**Tasks to perform**
- A) According to the text on rape myths, what share of women who are raped know their attacker?
- B) Reproduce the stretch of the text on rape myths from "Victims are often" through "influence their behaviour.", word for word.

━━━━━ Text

They may fear that they will themselves be put on trial - for their behaviour, their sexual history, their previous relationship with their abuser. So join us in spreading the word on Twitter #webelieveyou and sharing your experiences #ididnotreport

MYTH: Women are most likely to be raped by a stranger, outside, in dark alleyways

REALITY: More than 80% of women who are raped know their attacker(1); 53% of perpetrators of serious sexual assaults are current partners or ex-partners.(2)

In fact, over two-thirds of rapes take place in the victim's home, the suspect's home or the victim/suspect's shared home(3). This myth can mean that women who are raped in these circumstances don't identify their experience as rape, and therefore don't report it. It also puts blame on the victim, and limits women's freedom of movement by implying that rape can be prevented by avoiding certain places.

MYTH: Women provoke rape by their appearance or their behaviour

REALITY: Dressing attractively, or flirting, is never an invitation to rape. Rape is not a 'crime of passion' - it is an expression of power and control.

It's never your fault. No woman 'asks to be raped' or 'deserves what she gets' - only the rapist is responsible for the rape.  Rape happens to all types of women, from the very young to the very old - physical appearance is irrelevant. There is no 'typical rape victim'. There is only one common factor in all rapes, and that is the rapist. MYTH BUSTED! by our blogger DillyTante.

MYTH: If a woman didn't struggle, wasn't injured, or didn't report immediately - she wasn't raped

REALITY: Victims may cooperate with the rapist to save their lives; or they may be paralysed by fear. Following rape, many victims experience shock; this can make them seem 'unnaturally calm'.

Victims are often legitimately afraid of being killed or seriously injured; the rapist may have threatened further harm - or harm to family members - if they resist. The victim's perception of danger will influence their behaviour.

━━━━━━━━━━
━━━━━ Recorded data

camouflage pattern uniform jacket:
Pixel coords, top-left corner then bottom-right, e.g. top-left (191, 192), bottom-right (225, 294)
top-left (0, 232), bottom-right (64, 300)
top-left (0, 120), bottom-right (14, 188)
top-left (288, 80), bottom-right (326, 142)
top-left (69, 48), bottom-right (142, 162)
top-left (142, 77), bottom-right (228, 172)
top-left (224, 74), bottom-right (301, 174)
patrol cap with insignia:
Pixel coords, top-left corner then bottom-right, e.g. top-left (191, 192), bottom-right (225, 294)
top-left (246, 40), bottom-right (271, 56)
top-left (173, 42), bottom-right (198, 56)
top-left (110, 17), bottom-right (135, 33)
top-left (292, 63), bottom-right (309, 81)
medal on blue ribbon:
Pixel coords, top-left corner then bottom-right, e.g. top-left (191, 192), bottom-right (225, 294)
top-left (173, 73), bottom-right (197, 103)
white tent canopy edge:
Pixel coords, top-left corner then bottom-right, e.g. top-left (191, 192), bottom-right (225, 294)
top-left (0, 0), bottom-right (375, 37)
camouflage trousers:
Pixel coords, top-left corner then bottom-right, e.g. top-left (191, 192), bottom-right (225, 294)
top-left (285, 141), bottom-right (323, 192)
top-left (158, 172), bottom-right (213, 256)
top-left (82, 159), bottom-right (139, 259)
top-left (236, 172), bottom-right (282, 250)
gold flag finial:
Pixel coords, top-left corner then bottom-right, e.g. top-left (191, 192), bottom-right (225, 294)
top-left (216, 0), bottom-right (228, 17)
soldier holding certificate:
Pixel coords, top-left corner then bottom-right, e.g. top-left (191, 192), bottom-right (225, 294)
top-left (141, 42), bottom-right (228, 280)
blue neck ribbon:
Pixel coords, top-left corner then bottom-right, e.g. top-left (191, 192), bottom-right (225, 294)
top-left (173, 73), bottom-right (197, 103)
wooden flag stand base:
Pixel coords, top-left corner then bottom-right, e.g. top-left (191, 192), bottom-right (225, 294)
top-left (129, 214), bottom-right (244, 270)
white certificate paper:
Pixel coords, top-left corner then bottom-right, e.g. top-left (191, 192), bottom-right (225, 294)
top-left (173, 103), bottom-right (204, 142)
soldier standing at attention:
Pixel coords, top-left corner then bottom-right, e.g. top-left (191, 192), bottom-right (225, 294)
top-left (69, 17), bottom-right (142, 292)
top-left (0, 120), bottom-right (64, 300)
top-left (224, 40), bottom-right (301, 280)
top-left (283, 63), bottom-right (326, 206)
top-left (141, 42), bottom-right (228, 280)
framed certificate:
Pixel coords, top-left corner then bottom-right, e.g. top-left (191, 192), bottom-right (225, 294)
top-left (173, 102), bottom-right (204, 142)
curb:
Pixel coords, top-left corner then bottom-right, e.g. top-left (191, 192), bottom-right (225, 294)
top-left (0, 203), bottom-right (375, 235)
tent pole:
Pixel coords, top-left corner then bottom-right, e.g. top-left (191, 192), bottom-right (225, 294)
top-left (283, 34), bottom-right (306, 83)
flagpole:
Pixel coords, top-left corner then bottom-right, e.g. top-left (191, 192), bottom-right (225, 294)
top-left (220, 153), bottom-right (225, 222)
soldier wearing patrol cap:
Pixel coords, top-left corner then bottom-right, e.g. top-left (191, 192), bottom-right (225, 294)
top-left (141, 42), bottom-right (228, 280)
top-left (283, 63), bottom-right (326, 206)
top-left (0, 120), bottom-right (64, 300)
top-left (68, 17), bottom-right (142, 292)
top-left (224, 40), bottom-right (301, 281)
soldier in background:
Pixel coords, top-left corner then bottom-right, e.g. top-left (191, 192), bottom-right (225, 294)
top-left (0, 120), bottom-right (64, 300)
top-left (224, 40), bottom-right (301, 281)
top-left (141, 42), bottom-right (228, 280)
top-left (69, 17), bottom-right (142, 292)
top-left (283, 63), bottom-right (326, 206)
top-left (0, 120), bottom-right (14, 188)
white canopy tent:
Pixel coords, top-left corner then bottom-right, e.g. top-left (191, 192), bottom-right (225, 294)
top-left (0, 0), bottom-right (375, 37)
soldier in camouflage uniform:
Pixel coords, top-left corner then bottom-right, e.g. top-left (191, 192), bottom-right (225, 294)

━━━━━━━━━━

**Full solutions**
- A) More than 80%.

- B)
Victims are often legitimately afraid of being killed or seriously injured; the rapist may have threatened further harm - or harm to family members - if they resist. The victim's perception of danger will influence their behaviour.